TEXT PROVIDED:
####################

What are your favorite books in Spanish?
hi! and sorry that this question has been sitting in my inbox, but that's mostly because I'm ashamed to confess I haven't read Literature in Spanish extensively outside of school. School can do that to you.
Most of the stuff I liked there was poetry; I read Quevedo and Rubén Darío and Martí (if you want a Martí recommendation, Ismaelillo, a book of poems dedicated to his son is quite endearing) and García Lorca, and Bécquer and Neruda and Quevedo and Lope de Vega... you get the gist.
I always particularly hated Neruda. And García Márquez. A lot.
Horacio Quiroga being a national author is someone I read a lot and liked his stuff; the Cuentos de la Selva are very sweet and I like them a lot as stories for children. After reading stories by Edgar Allan Poe this year for a book club (Quiroga is called the Modernist Edgar Allan Poe often in Spanish speaking literary circles), my appreciation for his horror stuff grew, specially his ability to create mood and set up stories in just a few lines. Like how, for example, El Almohadón de Plumas makes set up and mood in two lines:
Su luna de miel fue un largo escalofrío. Rubia, angelical y tímida, el carácter duro de su marido heló sus soñadas niñerías de novia.
Boom! That's what I call economy!
I also read a lot of minor national writers like Serafín J. García (Juan el Zorro) and Juan José Morosoli. Morosoli in particular has a story that fascinates me in its simplicity and hidden meaning, that I do recommend a lot: El Viaje Hacia el Mar. There's even a movie for it!

####################

LISTING:
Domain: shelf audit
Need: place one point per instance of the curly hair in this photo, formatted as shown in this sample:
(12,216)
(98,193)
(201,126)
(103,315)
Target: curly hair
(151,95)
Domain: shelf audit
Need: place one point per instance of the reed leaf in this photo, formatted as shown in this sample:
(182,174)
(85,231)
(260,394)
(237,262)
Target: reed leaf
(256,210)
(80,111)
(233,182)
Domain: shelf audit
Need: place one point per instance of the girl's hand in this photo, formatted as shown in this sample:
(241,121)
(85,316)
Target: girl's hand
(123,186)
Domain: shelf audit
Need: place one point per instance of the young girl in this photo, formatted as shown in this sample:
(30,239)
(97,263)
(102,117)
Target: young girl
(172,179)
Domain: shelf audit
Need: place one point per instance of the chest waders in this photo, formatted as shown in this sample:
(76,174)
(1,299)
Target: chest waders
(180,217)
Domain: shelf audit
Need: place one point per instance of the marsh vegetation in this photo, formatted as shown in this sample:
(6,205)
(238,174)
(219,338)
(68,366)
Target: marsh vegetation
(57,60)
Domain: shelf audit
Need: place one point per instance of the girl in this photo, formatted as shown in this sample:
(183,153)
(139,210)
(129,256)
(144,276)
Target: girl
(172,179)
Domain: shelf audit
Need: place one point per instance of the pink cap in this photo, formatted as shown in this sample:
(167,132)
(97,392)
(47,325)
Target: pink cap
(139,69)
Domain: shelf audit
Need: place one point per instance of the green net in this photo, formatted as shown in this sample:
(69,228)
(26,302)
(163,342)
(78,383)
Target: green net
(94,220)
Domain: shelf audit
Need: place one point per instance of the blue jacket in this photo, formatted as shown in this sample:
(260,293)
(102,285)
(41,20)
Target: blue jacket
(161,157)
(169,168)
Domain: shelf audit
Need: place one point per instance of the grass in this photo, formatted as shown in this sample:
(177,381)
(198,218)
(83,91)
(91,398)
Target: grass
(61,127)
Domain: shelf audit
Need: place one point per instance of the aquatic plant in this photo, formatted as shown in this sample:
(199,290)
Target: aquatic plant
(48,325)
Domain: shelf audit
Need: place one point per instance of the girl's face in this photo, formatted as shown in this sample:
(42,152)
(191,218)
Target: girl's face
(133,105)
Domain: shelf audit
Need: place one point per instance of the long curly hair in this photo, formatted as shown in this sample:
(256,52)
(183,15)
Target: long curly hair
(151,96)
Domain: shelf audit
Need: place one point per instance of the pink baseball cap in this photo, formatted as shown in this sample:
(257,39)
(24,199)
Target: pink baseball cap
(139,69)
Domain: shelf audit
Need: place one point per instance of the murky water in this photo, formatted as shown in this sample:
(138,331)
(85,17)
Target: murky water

####################

COMPLETE THE FOLLOWING:
1) In the post about books in Spanish, what is Quiroga often called in Spanish-speaking literary circles?
2) Do these statements agree with the post about books in Spanish? (a) The writer always particularly hated Neruda. (b) Ismaelillo is a book of poems dedicated to Martí's wife. (c) The writer read stories by Edgar Allan Poe this year for a book club.
3) Extend the post about books in Spanish from its last sentence.
The data has no connection to the post about books in Spanish.

RESULTS OF THE EXERCISE:
1) The Modernist Edgar Allan Poe.

2)
(a) Yes: "I always particularly hated Neruda."
(b) No: "a book of poems dedicated to his son"
(c) Yes: "After reading stories by Edgar Allan Poe this year for a book club"

3)
There are some books I have never fully finished, but they are so important and classic I do always recommend them:
Don Quijote de la Mancha, which I suspect most English speakers do think of as "so Cervantes is the Spanish Shakespeare, ergo, Don Quixote is like reading Shakespeare", but that's mostly true on the humorous side. This novel is mainly affectionate parody of chivalry novels, and some of the scenes are hilarious. It's like the Jane Austen's Northanger Abbey of chivalry novels.
El Gaucho Martín Fierro, because that epic is so classic terms coined in it became part of the slang of Rioplatense Spanish, and also, stuff like this:
"Los hermanos sean unidos
porque esa es la ley primera.
Tengan unión verdadera
en cualquier tiempo que sea,
porque si entre ellos se pelean,
los devoran los de afuera"
El Poema del Cid. I don't think this one needs an explanation.
El Conde Lucanor. This one is less well known, but it is a collection of tales, where the count asks a question, and his adviser Patronio tells him a tale to present his advice. It's just that flavor of Spanish medieval literature.
Speaking of which, for the Catholics I do recommend Gonzalo de Berceo's Loores de Nuestra Señora, which is... basically that, tales of miracles and praise to the Virgin Mary.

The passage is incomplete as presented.